**Material for this exercise**:
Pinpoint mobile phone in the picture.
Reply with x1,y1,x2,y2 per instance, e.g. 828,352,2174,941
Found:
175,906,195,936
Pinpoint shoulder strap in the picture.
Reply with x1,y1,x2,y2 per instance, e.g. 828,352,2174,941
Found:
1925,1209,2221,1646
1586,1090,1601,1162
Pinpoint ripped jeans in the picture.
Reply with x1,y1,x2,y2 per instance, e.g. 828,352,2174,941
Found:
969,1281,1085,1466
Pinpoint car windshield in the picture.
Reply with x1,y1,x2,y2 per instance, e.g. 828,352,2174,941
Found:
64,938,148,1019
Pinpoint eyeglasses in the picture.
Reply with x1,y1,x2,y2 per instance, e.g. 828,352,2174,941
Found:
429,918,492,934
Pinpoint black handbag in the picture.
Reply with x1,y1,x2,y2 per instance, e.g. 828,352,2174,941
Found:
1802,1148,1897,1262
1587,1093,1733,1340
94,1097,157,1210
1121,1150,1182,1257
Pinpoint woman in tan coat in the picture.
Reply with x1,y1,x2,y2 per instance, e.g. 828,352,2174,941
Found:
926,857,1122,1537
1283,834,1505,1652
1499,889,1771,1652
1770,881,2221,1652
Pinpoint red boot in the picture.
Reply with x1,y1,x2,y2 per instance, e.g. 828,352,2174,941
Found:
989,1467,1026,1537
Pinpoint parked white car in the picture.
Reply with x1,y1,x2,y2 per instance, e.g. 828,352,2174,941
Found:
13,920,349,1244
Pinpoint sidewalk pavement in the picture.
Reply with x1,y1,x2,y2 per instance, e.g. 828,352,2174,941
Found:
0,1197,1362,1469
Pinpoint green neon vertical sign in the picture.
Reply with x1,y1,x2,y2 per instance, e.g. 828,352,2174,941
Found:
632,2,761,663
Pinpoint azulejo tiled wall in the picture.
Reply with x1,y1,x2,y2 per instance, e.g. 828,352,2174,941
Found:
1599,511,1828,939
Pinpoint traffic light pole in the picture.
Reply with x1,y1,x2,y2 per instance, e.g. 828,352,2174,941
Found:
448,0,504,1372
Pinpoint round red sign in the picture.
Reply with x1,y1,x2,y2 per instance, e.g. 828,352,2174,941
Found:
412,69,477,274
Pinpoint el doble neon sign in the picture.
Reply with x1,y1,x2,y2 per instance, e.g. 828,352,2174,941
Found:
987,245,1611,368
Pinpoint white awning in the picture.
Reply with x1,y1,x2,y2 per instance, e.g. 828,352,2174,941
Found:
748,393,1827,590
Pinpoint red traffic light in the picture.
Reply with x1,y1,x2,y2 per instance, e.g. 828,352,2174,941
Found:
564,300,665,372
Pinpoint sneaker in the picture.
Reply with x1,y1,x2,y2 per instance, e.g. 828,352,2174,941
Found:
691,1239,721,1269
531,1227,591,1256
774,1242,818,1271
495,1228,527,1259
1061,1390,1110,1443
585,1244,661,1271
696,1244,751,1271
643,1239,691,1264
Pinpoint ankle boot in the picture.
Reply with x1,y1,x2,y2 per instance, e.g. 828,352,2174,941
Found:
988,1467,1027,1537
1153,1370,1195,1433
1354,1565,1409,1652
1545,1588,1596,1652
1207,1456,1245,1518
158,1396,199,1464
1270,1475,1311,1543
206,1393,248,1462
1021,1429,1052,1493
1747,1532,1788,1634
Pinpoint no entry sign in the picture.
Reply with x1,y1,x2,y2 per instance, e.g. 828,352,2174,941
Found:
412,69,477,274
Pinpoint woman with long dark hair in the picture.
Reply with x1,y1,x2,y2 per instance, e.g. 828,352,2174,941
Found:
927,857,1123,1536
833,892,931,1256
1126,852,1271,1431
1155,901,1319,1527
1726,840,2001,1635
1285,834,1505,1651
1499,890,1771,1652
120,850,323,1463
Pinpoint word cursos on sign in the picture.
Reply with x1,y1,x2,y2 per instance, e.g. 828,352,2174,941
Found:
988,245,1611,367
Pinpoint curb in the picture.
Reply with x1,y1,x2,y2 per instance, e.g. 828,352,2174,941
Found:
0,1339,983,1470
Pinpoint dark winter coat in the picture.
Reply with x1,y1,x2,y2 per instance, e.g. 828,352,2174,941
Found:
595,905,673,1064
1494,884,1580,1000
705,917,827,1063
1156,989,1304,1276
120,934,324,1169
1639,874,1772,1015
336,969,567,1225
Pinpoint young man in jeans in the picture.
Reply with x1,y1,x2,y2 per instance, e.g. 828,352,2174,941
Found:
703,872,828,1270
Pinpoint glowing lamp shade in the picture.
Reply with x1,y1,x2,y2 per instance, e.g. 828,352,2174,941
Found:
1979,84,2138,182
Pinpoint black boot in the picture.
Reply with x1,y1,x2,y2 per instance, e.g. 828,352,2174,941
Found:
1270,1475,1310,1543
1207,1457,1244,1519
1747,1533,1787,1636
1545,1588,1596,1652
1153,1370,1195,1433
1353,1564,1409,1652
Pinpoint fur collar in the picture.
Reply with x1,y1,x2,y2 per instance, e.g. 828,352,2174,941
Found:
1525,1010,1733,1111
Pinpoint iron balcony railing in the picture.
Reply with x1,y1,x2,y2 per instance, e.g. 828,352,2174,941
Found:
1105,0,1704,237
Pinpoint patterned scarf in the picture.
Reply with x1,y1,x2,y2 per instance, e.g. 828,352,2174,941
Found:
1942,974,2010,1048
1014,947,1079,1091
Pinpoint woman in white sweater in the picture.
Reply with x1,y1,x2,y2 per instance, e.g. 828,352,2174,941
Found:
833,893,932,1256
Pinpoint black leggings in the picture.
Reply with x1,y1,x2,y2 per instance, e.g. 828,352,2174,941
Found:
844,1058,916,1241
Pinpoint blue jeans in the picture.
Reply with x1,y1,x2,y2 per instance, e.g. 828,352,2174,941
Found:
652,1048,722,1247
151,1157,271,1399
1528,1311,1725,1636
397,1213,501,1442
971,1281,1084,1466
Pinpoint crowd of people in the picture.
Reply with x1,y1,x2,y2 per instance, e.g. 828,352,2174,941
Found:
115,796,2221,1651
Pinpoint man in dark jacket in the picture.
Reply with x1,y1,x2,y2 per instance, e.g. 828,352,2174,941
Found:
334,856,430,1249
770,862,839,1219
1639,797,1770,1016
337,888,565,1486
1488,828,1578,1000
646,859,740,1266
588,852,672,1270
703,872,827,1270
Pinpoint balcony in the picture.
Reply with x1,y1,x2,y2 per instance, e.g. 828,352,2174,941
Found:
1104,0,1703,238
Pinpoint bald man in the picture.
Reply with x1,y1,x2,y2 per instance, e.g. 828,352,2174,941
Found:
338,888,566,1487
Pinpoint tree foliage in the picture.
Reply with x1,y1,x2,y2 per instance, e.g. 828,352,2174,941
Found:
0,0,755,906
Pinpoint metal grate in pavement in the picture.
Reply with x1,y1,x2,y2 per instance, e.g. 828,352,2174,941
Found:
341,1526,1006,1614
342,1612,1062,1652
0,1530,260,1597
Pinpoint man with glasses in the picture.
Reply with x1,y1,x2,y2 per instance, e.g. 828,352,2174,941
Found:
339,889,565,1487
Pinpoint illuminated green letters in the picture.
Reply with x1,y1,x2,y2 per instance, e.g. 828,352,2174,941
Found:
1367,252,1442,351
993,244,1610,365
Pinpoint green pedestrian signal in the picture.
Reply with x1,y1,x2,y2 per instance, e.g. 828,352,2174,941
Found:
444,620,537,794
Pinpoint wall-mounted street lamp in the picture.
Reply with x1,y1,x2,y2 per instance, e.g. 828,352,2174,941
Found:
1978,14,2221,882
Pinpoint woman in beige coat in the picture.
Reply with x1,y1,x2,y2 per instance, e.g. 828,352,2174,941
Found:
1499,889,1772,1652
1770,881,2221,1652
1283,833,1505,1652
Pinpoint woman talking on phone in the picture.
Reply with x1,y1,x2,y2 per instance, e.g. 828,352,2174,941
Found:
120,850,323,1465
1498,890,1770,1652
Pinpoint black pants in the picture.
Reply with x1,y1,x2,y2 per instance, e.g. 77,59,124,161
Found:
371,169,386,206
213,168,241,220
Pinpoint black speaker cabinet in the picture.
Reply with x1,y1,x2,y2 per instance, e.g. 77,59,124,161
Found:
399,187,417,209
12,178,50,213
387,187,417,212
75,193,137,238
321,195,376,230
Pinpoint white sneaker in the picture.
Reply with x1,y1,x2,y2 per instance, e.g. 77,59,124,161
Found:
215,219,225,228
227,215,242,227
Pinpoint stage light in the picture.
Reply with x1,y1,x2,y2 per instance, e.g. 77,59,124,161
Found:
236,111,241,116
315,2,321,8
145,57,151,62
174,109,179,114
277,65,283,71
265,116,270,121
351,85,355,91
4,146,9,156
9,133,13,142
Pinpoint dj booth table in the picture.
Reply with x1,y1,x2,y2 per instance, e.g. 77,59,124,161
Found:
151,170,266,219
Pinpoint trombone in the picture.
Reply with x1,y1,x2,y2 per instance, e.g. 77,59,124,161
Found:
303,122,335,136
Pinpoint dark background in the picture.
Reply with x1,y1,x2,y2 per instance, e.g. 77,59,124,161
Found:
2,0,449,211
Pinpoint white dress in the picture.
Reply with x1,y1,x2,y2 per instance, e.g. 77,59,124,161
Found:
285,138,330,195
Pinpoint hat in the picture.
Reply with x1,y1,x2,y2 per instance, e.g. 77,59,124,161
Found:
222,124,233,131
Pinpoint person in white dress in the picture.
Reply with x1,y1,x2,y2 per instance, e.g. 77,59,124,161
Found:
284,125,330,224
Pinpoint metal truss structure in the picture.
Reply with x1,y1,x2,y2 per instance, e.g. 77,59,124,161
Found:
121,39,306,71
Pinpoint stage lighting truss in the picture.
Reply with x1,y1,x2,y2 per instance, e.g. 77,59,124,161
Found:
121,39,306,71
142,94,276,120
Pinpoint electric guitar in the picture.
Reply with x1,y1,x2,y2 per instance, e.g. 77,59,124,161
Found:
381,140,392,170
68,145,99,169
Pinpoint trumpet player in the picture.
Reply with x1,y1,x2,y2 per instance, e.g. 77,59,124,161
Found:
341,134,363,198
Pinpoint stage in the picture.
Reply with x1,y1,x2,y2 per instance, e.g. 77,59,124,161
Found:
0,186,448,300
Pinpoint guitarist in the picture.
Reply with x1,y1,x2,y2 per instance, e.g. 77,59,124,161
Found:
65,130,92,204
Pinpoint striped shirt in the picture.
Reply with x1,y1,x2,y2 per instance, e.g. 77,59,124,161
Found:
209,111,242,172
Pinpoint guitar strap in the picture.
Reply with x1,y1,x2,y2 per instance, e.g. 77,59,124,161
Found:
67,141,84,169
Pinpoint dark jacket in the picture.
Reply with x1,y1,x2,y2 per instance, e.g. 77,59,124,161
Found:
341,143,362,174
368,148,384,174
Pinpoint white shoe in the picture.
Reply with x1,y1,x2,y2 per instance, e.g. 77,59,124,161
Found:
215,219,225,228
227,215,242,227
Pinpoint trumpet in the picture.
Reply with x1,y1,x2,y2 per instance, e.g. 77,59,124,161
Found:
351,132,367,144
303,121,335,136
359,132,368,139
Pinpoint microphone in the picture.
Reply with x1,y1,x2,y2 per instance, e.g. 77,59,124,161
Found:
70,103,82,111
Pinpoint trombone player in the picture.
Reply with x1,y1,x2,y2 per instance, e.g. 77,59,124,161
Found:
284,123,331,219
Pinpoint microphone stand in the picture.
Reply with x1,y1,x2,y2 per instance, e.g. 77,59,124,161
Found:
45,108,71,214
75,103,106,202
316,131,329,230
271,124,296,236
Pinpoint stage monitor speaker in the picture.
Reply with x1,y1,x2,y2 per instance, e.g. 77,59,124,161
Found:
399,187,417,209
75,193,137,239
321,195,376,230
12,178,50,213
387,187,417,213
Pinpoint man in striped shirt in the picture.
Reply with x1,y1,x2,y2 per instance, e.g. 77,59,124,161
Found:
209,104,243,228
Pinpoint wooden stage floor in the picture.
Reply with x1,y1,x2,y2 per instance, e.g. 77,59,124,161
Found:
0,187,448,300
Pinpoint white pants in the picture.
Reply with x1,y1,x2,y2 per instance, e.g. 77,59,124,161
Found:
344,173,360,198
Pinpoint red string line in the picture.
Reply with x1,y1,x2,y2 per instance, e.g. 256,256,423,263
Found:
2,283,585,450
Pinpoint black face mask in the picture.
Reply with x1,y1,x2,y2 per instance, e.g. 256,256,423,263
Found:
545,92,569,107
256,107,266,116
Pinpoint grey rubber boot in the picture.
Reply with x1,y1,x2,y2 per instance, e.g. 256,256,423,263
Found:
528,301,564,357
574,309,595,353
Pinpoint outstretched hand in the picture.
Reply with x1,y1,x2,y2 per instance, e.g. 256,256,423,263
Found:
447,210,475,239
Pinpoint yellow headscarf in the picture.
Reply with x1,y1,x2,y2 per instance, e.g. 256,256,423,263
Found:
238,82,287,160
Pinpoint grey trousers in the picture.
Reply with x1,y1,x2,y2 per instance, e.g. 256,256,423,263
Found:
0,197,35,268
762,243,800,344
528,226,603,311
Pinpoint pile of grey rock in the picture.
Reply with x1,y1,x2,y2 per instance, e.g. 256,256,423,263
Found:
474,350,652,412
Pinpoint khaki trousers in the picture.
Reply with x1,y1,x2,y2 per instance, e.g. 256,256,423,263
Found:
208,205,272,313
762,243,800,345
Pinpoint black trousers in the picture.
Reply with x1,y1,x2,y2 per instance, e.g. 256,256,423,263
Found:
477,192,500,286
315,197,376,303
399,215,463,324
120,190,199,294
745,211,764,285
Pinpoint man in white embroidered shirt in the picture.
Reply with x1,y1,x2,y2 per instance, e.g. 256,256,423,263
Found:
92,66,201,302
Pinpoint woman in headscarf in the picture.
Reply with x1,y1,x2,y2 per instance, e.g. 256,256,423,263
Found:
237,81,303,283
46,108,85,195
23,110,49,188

**Problem to work on**: Look over the material and return every line where the word "stage" is found.

**Solution for this task**:
Pinpoint stage light in the picture.
Pinpoint stage lighting truss in the picture.
Pinpoint stage in the picture.
Pinpoint stage monitor speaker in the picture.
Pinpoint wooden stage floor in the picture.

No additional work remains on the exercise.